Selected extract »
------------------------------

Oracle FAQ Your Portal to the Oracle Knowledge Grid
HOME | ASK QUESTION | ADD INFO | SEARCH | E-MAIL US
 

Home -> Community -> Usenet -> c.d.o.misc -> Re: update a date field with fixed date but random hours/minutes

Re: update a date field with fixed date but random hours/minutes

From: Mark C. Stock <mcstockX_at_Xenquery>
Date: Fri, 3 Mar 2006 17:32:27 -0500
Message-ID: <L8qdnbL_w-FgXpXZnZ2dnUVZ_vidnZ2d@comcast.com>

"Harry331" <harryooopotter_at_hotmail.com> wrote in message news:1141423068.302113.240200_at_e56g2000cwe.googlegroups.com...
:
: Mark C. Stock wrote:
: > "Harry331" <harryooopotter_at_hotmail.com> wrote in message
: [snip]
: > : But the result was that all 3 records have the same hour/minutes
: > : values.
: > :
: >
: > that's probably because you selected your random values once in the
subquery
: >
: > get rid of the subquery -- select from dual is only necessary when your
: > evaluating an expression outside of the SQL statement that you're going
to
: > implemetn it within
:
: Thanks a lot, Mark.
:
: Not sure what you mean by getting rid of the subquery.
:
: Here is a revision (which I use a loop) that works (but I think it's
: not efficient):
: Any suggestion how I can improve it?
:
:
: begin
: for i in 1..10 loop
: update study s
: set s.my_exam_date_time =
: to_date(to_char(sysdate -1,'YYYY-MM-DD')
: ||' '
: ||trunc(dbms_random.value(0,24))
: ||':'
: ||trunc(dbms_random.value(0,60)),
: 'YYYY-MM-DD hh24:mi')
: where
: s.my_study_id in
: (
: select
: s.my_study_id as Study_ID
: from
: study s
: where
: to_char(s.my_exam_date_time, 'YYYY-MM-DD') >= '2006-01-01'
: and to_char(s.my_exam_date_time, 'YYYY-MM-DD') <= '2006-02-28'
: and rownum=1
: );
: end loop;
: end;
: /
:
: select
: s.my_study_id as Study_ID,
: to_char(s.my_exam_date_time, 'YYYY-MM-DD hh24:mi') as exam_date
: from
: study s
: where
: s.my_study_id in ('1000001', '1000011', '1000012');
:
: Study_ID Exam_Date
: -------- ---------
: 1000001 2006-03-02 03:02
: 1000011 2006-03-02 19:56
: 1000012 2006-03-02 04:29
:

you got rid of the subqueries -- looking closer you actually had 3, but the outer one was the likely culprit

your previous post showed:

update study s

   set s.my_exam_date_time =
    to_date((select to_char(sysdate -1,'YYYY-MM-DD')

                   ||' '
                   ||(select trunc(dbms_random.value(0,24)) from dual)

------------------------------

Raw records »
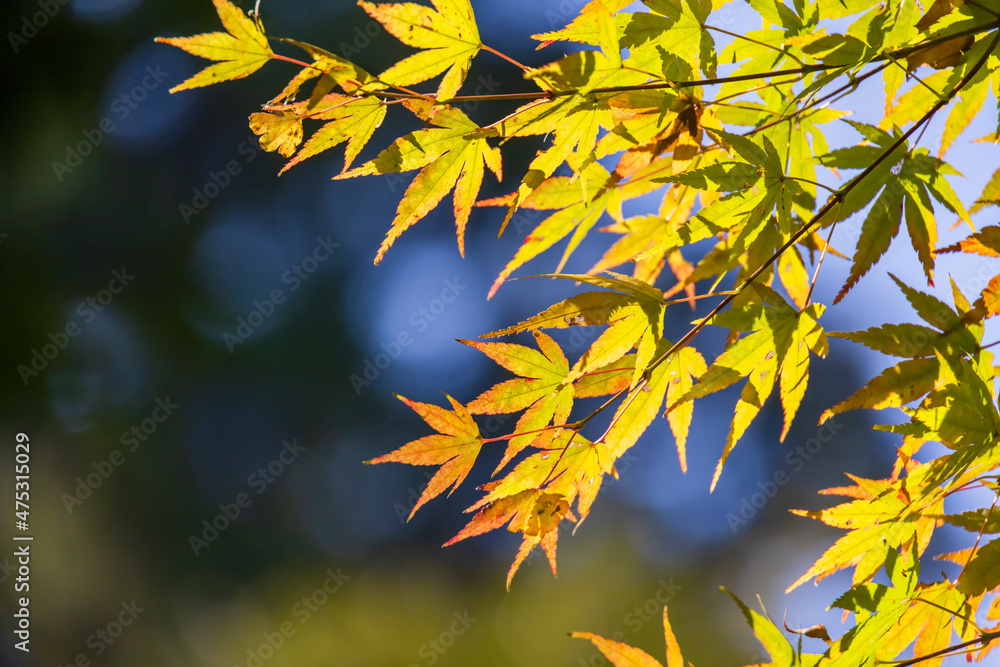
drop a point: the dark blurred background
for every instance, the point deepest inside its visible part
(148, 423)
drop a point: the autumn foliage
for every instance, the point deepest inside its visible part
(738, 161)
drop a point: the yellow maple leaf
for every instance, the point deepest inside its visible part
(449, 37)
(241, 51)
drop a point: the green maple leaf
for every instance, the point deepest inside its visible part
(449, 37)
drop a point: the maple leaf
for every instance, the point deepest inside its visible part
(242, 50)
(455, 448)
(578, 213)
(449, 37)
(776, 351)
(544, 390)
(879, 517)
(908, 192)
(449, 156)
(352, 120)
(926, 348)
(332, 70)
(623, 655)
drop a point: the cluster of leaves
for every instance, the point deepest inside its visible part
(738, 160)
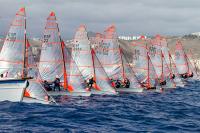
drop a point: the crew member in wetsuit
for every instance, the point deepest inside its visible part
(91, 82)
(47, 86)
(57, 84)
(172, 76)
(112, 82)
(190, 75)
(118, 84)
(162, 82)
(184, 75)
(126, 83)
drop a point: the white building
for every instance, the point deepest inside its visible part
(130, 38)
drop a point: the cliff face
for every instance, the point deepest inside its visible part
(189, 42)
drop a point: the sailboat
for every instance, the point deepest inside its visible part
(162, 69)
(115, 63)
(15, 80)
(181, 61)
(169, 63)
(89, 65)
(56, 61)
(192, 65)
(143, 66)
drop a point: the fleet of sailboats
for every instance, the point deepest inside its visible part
(90, 66)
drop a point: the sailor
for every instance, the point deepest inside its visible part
(118, 84)
(184, 75)
(91, 82)
(87, 85)
(126, 83)
(190, 75)
(112, 82)
(47, 86)
(172, 76)
(162, 82)
(57, 83)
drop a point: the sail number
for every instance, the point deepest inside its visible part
(11, 37)
(136, 54)
(46, 38)
(177, 54)
(103, 49)
(152, 51)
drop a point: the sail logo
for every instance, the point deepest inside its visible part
(11, 37)
(152, 51)
(136, 54)
(177, 54)
(46, 38)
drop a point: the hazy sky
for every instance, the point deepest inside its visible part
(131, 17)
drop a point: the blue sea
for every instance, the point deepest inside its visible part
(176, 110)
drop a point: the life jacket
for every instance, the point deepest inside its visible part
(163, 82)
(57, 82)
(117, 84)
(173, 76)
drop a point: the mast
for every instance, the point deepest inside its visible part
(123, 73)
(148, 73)
(63, 56)
(162, 66)
(92, 53)
(24, 73)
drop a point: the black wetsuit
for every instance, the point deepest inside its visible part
(57, 84)
(117, 84)
(127, 83)
(47, 86)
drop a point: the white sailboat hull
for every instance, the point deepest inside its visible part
(66, 93)
(130, 90)
(96, 92)
(12, 89)
(33, 100)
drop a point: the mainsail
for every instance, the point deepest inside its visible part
(56, 59)
(142, 64)
(89, 66)
(180, 59)
(51, 58)
(12, 53)
(113, 59)
(16, 58)
(160, 58)
(81, 52)
(155, 54)
(109, 54)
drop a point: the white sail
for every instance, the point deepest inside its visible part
(88, 64)
(108, 52)
(81, 53)
(142, 65)
(12, 53)
(51, 61)
(180, 59)
(102, 80)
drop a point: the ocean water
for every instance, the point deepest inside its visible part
(176, 110)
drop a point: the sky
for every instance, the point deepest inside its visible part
(131, 17)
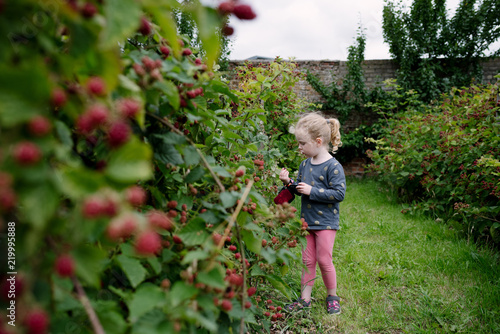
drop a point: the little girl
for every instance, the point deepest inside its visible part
(321, 184)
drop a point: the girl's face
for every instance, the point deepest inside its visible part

------------------------------

Prompt A »
According to the Oracle newsgroup post, how many subqueries did the earlier update actually have, and which one was the likely culprit?
Prompt B »
Please continue the Oracle newsgroup post from its last line shown.

Written answer A »
It had three subqueries, and the outer one was the likely culprit.

Written answer B »
                   ||':'
                   ||(select trunc(dbms_random.value(0,60)) from dual)
                 from dual),
            'YYYY-MM-DD hh24:mi')

 where ...

which includes 3 subqueries that select from dual ... perhaps in-line view is the term your more familiar with

in your new query there is no need to loop, simply getting rid of the subqueries is all that is necessary so that dbms_random gets evaluated for each row updated

there is also no need for a subquery to get the ids from the same table that your updating.

you also should avoid using a function on the column that your predicate references unless its absolutely unavoidable, in which case make sure you use a function-based-index on that column (assuming an index is appropriate)

this is all you need:

update study s
  set s.my_exam_date_time =
  to_date(to_char(sysdate -1,'YYYY-MM-DD')

              ||' '
              ||trunc(dbms_random.value(0,24))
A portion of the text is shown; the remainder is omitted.